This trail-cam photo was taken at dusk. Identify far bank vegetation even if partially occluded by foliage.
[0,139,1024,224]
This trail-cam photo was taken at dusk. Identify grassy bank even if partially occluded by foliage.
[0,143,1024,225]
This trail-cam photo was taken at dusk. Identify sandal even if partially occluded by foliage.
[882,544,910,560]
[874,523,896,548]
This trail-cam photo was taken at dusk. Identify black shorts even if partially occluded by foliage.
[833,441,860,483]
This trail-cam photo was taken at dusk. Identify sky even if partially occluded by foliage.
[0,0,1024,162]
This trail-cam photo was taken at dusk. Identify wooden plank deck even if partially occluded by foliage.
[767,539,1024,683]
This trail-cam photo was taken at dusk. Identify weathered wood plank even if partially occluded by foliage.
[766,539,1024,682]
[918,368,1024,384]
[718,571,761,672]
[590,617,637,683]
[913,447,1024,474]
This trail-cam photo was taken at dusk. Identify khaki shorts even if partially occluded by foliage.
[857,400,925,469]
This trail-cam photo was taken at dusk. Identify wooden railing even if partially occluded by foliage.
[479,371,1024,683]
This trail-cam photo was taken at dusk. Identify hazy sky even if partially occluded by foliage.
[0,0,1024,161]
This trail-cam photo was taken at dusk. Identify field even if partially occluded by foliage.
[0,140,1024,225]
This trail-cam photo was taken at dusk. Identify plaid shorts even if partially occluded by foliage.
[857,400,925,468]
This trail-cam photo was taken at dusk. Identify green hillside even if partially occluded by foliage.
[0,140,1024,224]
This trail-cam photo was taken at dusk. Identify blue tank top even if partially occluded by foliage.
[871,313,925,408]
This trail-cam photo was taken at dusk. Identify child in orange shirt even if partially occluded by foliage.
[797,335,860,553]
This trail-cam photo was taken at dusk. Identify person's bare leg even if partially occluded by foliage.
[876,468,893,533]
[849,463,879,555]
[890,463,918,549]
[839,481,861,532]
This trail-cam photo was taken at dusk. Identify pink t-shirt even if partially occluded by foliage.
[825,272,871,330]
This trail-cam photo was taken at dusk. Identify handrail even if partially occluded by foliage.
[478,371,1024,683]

_WHAT TO WORK ON_
Turn all of the lines above into a Markdown table with the columns "Row" and "Line," numbering each row and skipping any blank lines.

_RESPONSE_
| Row | Line |
|---|---|
| 1 | This trail-cam photo was taken at dusk. Identify far bank vegetation even if partially occluded by foliage. |
| 2 | [0,139,1024,224] |
| 3 | This trail-cam photo was taken at dusk. Identify grassy bank even if partially occluded by foliage. |
| 4 | [0,143,1024,225] |
| 5 | This trail-cam photo was taken at dusk. Identify sandal even if partially occluded by foliage. |
| 6 | [882,544,910,560] |
| 7 | [874,523,896,548] |
| 8 | This trail-cam photo was taken at dusk. Identify black shorts even if partially occluded by foliage. |
| 9 | [833,441,860,483] |
| 10 | This trail-cam photo was taken at dusk. Identify sky even if partially occluded by foliage. |
| 11 | [0,0,1024,162] |
| 12 | This trail-cam photo was taken at dusk. Identify wooden plank deck even if partially occluded by foliage. |
| 13 | [767,539,1024,683] |
| 14 | This trail-cam photo was taken at dusk. Identify weathered wood plank even if partially occluded by foliage. |
| 15 | [766,539,1024,682] |
| 16 | [918,368,1024,384] |
| 17 | [718,571,761,672] |
| 18 | [590,617,637,683] |
| 19 | [913,447,1024,474] |
| 20 | This trail-cam photo was taken at dusk. Identify khaki shorts even if partially occluded by foliage. |
| 21 | [857,400,925,469] |
| 22 | This trail-cam photo was taken at dusk. Identify wooden railing even if partially occluded by foliage. |
| 23 | [479,371,1024,683] |
| 24 | This trail-cam photo was taken at dusk. Identify hazy sky even if partially occluded by foliage. |
| 25 | [0,0,1024,161] |
| 26 | This trail-cam photo was taken at dusk. Identify field even if partially occluded by foliage. |
| 27 | [0,140,1024,225] |
| 28 | This trail-cam photo was taken at dusk. Identify plaid shorts even if partially occluded by foliage. |
| 29 | [857,400,925,468] |
| 30 | This trail-cam photo was taken at dusk. Identify green hillside even if partially occluded by foliage. |
| 31 | [0,140,1024,224] |
| 32 | This trail-cam photo was taken at dusk. Identify blue tank top even if partially occluded by foliage. |
| 33 | [871,313,925,408] |
| 34 | This trail-cam photo was taken at dusk. Identify child in orange shirt even if partially occluded by foliage. |
| 35 | [797,335,860,553] |
| 36 | This trail-cam photo was taken at dusk. Identify person's bare leg even if partially occluded by foliage. |
| 37 | [876,468,893,533] |
| 38 | [849,463,879,555] |
| 39 | [890,463,918,549] |
| 40 | [839,481,861,532] |
| 41 | This trail-cam photo was taken at dusk. Identify pink t-shirt even if partially occluded by foliage. |
| 42 | [825,272,871,330] |
| 43 | This trail-cam photo was taken at dusk. Identify handrail even if partially occluded by foliage. |
| 44 | [478,371,1024,683] |